• **EXERCISE INSTRUCTIONS**
- a) In the Pollen issue, what would the existing get-template-for and render-markup-or-markdown-source functions become?
- b) Please return every line of the entries that contains the string "positive".

• **GIVEN TEXT**
—————

Open otherjoel opened 3 years ago

otherjoel commented 3 years ago

@mbutterick — this is another thought relating to your offer in https://github.com/mbutterick/pollen-users/issues/86#issuecomment-786851964. The thing I’m making is an alternate scheme for making templates and applying them to Pollen sources. As things stand right now, this means either duplicating the functionality of raco pollen render and Pollen’s project web server, or giving those things up.

It would be really nice (not crucial) to have a way to provide Pollen with:

I think this would be enough to allow my (or any) alternative template scheme to be used in raco pollen render and the web server.

Supposing this were done using overrideable pollen/setup values, here is an example pollen.rkt

#lang racket/base

(module setup racket/base
  (require (prefix-in b: beeswax/render))
  (provide (rename-out [get-template-proc b:get-template-for]
                       [template-applicator-proc b:render-with-template])))

The existing get-template-for and render-markup-or-markdown-source functions would not change. Instead, they would become the effective* defaults for these settable values.

—————

• **MATERIAL FOR THE TASK**
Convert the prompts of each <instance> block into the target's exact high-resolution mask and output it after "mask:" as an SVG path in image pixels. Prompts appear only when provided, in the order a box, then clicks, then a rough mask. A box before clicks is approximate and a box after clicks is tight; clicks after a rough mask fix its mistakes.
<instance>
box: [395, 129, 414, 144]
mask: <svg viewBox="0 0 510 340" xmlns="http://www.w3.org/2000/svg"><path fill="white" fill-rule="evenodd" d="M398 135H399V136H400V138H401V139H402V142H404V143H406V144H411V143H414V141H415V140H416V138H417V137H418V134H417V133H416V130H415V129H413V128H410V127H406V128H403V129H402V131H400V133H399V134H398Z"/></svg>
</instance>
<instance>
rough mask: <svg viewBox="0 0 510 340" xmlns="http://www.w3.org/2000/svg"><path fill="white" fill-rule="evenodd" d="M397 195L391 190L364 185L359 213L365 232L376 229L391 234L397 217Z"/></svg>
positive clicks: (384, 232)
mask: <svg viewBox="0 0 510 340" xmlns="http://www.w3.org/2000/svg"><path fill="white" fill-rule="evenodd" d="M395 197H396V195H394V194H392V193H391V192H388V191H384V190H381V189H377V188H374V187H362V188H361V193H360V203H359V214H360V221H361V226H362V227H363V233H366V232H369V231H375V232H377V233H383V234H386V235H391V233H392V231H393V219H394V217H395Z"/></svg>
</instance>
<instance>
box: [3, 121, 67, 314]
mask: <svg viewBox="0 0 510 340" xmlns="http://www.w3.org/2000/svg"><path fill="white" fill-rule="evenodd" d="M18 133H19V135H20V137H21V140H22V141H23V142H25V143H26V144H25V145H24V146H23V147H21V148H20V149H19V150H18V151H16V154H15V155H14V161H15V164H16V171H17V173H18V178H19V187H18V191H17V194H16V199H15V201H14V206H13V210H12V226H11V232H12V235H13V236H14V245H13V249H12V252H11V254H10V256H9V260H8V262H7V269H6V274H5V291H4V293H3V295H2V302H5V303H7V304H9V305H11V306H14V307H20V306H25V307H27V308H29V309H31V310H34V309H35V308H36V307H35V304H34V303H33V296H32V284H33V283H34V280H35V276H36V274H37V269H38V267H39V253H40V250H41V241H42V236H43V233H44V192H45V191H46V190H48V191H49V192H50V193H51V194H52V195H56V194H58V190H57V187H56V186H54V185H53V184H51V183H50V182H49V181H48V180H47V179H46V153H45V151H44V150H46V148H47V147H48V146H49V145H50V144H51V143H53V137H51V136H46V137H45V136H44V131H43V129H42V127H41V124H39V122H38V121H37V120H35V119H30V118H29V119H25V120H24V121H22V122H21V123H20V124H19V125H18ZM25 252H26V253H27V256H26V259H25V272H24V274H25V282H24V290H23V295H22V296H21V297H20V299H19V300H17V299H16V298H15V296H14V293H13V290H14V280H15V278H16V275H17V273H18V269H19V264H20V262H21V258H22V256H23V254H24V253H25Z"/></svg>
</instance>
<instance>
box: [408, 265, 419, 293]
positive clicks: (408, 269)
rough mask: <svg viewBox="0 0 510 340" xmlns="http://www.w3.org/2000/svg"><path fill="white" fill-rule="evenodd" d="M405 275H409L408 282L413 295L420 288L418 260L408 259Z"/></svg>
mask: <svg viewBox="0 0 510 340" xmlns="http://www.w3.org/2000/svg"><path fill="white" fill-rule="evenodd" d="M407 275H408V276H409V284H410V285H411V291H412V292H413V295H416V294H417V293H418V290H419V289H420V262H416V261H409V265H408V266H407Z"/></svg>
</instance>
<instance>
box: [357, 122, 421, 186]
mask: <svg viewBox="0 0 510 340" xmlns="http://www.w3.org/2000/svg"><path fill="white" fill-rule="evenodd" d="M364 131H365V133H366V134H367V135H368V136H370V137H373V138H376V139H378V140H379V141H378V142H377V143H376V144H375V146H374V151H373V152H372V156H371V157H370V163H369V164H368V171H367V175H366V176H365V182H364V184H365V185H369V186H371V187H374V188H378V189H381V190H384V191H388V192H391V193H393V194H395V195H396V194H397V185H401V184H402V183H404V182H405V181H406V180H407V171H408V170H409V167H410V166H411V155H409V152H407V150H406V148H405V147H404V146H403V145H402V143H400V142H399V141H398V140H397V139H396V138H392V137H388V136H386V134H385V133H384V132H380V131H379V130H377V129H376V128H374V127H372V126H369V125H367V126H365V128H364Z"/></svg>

—————

• **SOLUTIONS TO THE PROBLEMS**
- a) They would become the effective defaults for the new settable values.

- b)
positive clicks: (384, 232)
positive clicks: (408, 269)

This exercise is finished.